> EXERCISE INSTRUCTIONS:
Start with the line containing "forest, that would help a great deal." and write out each line through the end of the listing, exactly as given.

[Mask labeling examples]

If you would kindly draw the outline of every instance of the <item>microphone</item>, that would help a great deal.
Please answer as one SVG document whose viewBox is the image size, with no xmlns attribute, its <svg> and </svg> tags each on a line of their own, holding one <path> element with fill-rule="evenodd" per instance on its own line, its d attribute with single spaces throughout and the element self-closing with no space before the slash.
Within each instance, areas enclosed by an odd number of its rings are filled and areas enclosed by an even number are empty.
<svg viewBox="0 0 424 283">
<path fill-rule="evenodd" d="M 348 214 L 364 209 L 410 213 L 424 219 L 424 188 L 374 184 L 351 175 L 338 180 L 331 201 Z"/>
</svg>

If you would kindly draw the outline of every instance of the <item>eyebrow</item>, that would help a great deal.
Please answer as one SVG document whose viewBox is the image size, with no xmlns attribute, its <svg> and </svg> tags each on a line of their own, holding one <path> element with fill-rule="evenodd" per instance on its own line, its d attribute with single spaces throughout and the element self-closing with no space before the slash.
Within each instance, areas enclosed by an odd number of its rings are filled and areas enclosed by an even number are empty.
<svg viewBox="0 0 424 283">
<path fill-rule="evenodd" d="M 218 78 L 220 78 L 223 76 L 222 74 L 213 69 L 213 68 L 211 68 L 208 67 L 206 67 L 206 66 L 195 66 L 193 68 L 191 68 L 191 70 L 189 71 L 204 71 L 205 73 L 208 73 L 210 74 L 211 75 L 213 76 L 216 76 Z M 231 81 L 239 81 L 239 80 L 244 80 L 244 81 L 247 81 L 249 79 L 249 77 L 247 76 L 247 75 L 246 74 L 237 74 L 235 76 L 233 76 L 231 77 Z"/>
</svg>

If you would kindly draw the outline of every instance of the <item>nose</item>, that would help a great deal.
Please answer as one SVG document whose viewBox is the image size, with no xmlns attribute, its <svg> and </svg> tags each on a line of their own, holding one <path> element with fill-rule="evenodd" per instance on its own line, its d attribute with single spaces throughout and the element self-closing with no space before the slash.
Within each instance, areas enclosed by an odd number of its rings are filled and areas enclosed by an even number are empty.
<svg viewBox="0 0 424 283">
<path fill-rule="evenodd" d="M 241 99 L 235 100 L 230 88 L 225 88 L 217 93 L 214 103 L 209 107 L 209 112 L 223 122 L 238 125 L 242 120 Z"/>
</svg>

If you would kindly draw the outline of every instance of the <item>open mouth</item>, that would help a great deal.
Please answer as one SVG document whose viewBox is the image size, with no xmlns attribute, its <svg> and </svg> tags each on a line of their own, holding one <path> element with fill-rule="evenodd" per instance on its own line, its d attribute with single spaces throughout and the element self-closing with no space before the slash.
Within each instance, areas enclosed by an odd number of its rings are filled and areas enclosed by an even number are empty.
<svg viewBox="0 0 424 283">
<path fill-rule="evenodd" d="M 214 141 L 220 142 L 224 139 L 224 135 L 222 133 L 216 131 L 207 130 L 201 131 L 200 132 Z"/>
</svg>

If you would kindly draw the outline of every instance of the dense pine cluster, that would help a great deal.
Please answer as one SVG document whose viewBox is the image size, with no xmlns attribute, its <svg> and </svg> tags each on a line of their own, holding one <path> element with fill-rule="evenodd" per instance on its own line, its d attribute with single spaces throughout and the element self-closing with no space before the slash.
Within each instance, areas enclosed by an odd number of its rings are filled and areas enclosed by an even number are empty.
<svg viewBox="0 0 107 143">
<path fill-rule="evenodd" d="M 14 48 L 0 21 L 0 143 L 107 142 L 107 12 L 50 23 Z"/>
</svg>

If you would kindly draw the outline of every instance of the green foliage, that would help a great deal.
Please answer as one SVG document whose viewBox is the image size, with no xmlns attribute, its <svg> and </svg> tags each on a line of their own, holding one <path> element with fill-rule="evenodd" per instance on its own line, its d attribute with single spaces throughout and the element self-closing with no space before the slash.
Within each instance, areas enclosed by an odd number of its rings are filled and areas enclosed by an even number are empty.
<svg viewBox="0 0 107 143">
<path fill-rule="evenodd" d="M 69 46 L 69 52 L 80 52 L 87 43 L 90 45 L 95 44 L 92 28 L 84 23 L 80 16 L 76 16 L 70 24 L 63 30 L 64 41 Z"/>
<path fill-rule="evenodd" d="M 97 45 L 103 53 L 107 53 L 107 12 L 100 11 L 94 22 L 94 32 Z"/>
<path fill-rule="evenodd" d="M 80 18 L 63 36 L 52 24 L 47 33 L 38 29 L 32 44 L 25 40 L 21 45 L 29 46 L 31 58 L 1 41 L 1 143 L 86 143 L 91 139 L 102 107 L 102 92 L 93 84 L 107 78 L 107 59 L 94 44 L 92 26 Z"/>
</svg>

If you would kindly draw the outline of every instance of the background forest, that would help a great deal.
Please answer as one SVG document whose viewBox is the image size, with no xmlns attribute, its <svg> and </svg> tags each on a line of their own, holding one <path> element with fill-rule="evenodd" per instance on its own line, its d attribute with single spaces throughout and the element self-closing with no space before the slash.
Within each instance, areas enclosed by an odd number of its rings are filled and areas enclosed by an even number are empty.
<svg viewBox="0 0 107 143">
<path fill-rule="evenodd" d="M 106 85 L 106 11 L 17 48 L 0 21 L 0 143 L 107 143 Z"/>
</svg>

> SOLUTION FOR THIS TASK:
If you would kindly draw the outline of every instance of the background forest, that would help a great deal.
Please answer as one SVG document whose viewBox is the image size, with no xmlns attribute, its <svg> and </svg> tags each on a line of their own, holding one <path> element with fill-rule="evenodd" per instance on its own line, its d attribute with single spaces throughout and the element self-closing with no space before the slash.
Within each instance, areas enclosed by an odd number of its rings are filled and areas enclosed by an even number are empty.
<svg viewBox="0 0 107 143">
<path fill-rule="evenodd" d="M 106 85 L 106 11 L 17 48 L 0 21 L 0 143 L 107 143 Z"/>
</svg>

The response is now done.